How many lines in the items below contain the word "grey"? Reply with the number alone.

──────────────────────────────

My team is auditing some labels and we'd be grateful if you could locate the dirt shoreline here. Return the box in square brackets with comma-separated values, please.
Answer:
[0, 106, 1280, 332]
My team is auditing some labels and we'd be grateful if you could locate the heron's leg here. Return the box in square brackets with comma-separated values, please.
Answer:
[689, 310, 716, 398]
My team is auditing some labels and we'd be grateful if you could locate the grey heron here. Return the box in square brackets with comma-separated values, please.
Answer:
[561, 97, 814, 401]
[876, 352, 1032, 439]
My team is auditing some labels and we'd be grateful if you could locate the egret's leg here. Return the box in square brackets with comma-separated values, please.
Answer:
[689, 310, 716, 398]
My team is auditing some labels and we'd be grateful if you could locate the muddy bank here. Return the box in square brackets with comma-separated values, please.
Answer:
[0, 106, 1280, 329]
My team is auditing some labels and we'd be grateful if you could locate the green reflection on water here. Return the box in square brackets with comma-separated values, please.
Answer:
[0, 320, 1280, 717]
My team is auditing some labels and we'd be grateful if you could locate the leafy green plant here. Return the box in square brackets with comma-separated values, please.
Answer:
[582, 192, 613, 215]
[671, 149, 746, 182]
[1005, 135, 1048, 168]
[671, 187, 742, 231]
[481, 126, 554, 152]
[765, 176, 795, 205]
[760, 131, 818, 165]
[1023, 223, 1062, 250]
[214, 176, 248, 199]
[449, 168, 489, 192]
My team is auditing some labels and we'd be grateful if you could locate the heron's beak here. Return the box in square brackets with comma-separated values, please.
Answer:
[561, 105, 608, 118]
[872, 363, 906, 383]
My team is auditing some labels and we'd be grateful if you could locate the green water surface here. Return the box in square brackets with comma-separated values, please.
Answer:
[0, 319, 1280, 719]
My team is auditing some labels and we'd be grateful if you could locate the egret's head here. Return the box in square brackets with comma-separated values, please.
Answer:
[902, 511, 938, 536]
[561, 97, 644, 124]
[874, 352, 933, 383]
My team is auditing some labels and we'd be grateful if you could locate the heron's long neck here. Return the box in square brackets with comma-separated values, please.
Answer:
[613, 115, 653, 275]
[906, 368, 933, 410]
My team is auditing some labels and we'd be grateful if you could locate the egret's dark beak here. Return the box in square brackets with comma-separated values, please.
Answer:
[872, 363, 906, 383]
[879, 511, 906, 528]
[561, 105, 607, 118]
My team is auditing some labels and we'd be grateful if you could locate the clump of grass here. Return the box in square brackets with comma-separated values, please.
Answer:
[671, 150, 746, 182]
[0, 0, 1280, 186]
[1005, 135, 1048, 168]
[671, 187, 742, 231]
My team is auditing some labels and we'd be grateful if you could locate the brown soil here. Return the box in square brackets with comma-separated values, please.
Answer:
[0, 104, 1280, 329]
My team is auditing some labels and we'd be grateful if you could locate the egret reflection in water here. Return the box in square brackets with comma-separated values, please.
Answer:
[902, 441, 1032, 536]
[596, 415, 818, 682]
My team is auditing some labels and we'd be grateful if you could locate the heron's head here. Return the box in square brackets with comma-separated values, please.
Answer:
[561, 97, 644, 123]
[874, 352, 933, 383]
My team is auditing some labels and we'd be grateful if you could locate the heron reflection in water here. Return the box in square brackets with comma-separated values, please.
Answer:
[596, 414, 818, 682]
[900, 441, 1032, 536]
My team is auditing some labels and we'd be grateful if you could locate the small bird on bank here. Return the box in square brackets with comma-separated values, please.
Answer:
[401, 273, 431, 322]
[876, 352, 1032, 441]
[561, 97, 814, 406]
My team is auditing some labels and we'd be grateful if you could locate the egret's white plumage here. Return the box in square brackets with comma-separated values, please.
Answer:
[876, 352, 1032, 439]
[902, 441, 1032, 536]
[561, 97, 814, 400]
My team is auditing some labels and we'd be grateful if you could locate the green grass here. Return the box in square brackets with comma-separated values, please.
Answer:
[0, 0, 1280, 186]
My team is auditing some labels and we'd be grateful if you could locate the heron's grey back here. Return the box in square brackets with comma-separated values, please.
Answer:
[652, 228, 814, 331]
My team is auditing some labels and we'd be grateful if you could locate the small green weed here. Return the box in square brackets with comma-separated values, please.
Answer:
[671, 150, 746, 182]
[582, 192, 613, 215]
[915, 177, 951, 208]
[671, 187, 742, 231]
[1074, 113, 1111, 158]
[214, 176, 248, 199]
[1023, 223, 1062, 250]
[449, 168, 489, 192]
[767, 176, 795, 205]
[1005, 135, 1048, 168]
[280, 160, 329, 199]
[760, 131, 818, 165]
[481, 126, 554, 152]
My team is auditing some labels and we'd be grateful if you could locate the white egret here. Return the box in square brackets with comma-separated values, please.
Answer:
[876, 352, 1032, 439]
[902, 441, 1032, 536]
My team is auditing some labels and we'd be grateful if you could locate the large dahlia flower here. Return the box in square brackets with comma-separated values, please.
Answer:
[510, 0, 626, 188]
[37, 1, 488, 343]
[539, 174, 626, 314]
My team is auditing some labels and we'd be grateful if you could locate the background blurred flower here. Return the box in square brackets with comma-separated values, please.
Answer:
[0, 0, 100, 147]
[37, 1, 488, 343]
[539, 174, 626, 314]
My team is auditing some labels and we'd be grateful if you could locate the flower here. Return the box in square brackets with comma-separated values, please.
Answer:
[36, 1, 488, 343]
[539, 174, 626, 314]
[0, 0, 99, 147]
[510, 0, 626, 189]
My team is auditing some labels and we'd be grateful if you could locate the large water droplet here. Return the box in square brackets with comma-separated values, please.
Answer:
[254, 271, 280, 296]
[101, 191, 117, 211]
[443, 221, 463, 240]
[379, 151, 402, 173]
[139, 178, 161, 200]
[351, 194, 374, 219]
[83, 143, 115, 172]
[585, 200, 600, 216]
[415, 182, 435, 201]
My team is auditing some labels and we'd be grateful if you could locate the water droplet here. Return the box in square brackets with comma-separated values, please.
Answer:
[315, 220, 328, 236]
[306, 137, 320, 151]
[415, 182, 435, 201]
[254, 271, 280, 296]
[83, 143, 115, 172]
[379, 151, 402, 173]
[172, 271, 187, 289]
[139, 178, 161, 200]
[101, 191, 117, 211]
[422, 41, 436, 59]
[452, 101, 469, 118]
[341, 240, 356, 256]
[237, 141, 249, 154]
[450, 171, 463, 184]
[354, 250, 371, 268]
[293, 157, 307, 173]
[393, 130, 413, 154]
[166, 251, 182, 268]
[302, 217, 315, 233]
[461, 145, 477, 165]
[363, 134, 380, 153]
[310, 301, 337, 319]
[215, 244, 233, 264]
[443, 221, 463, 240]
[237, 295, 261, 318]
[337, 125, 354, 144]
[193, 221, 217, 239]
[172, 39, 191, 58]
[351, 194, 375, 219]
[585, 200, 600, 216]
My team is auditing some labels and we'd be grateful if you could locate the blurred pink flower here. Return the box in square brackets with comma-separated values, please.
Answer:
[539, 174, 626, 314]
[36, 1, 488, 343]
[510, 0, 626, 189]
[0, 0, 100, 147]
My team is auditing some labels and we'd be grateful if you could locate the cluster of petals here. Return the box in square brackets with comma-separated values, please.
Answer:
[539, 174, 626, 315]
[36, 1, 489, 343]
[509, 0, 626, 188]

──────────────────────────────

### OUTPUT
2